#### TO DO
Write out the entries below exactly as they stand. Skip every image.
#### INFORMATION SUPPLIED ####
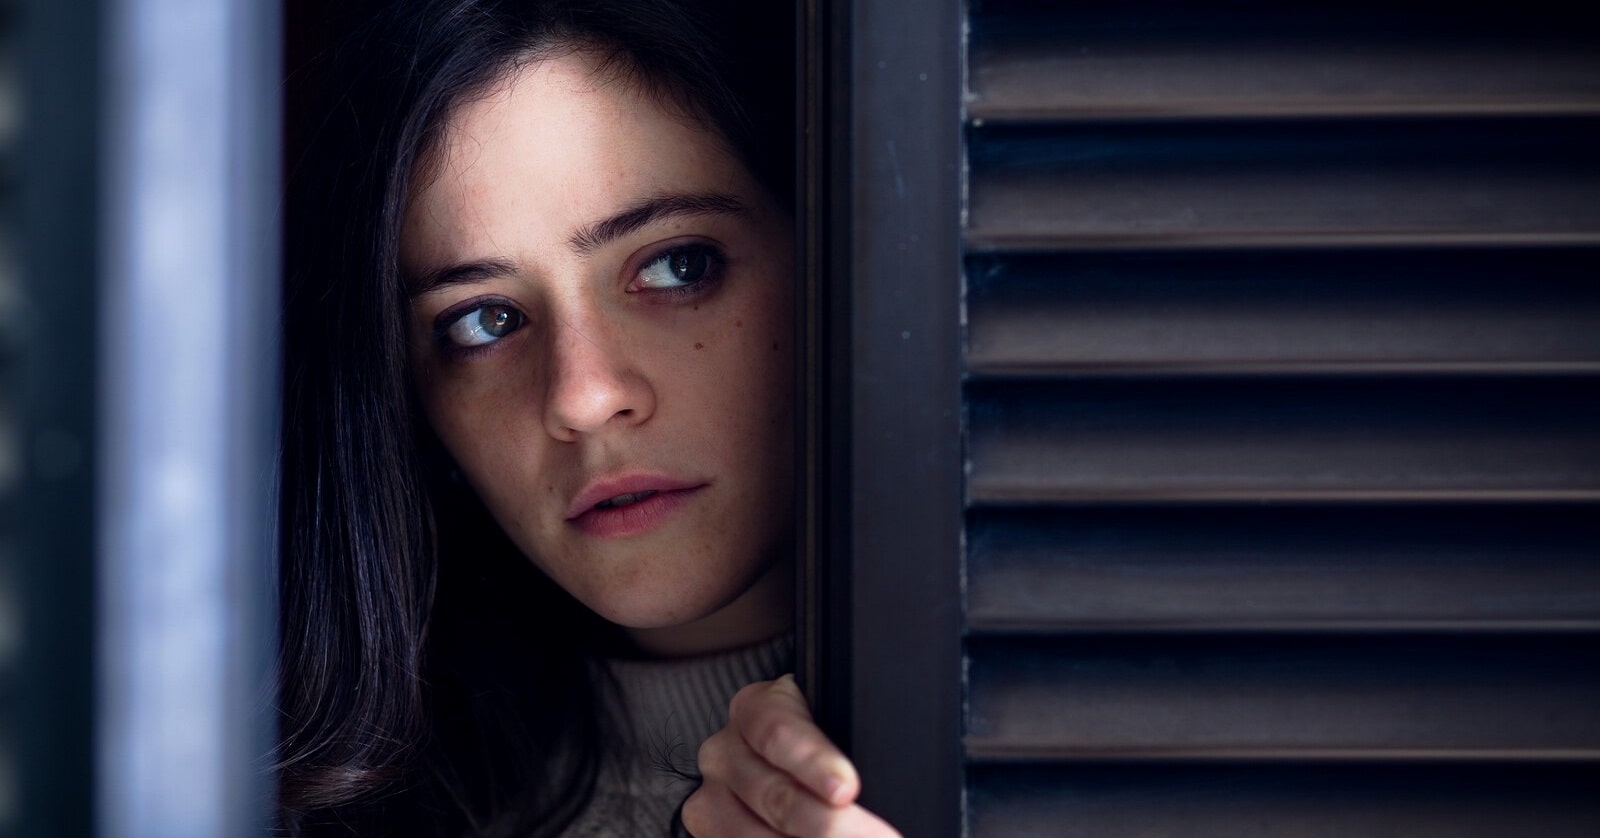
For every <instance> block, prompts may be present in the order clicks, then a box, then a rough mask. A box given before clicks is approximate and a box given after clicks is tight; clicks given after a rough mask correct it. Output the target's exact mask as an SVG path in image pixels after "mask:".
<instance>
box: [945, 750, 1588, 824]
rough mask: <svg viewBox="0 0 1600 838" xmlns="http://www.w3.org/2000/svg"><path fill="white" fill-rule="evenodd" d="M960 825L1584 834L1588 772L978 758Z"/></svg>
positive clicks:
####
#### WRITTEN SOLUTION
For every <instance> block, prompts may be present in the order clicks, then a box, then a rough mask. A box given before clicks is approximate and a box given after clicks is tight; clicks given after a rough mask correct it. Output the target's exact mask as an SVG path in image pixels after "mask:".
<instance>
box: [945, 750, 1588, 824]
rough mask: <svg viewBox="0 0 1600 838" xmlns="http://www.w3.org/2000/svg"><path fill="white" fill-rule="evenodd" d="M960 825L1584 834L1588 772L978 758Z"/></svg>
positive clicks:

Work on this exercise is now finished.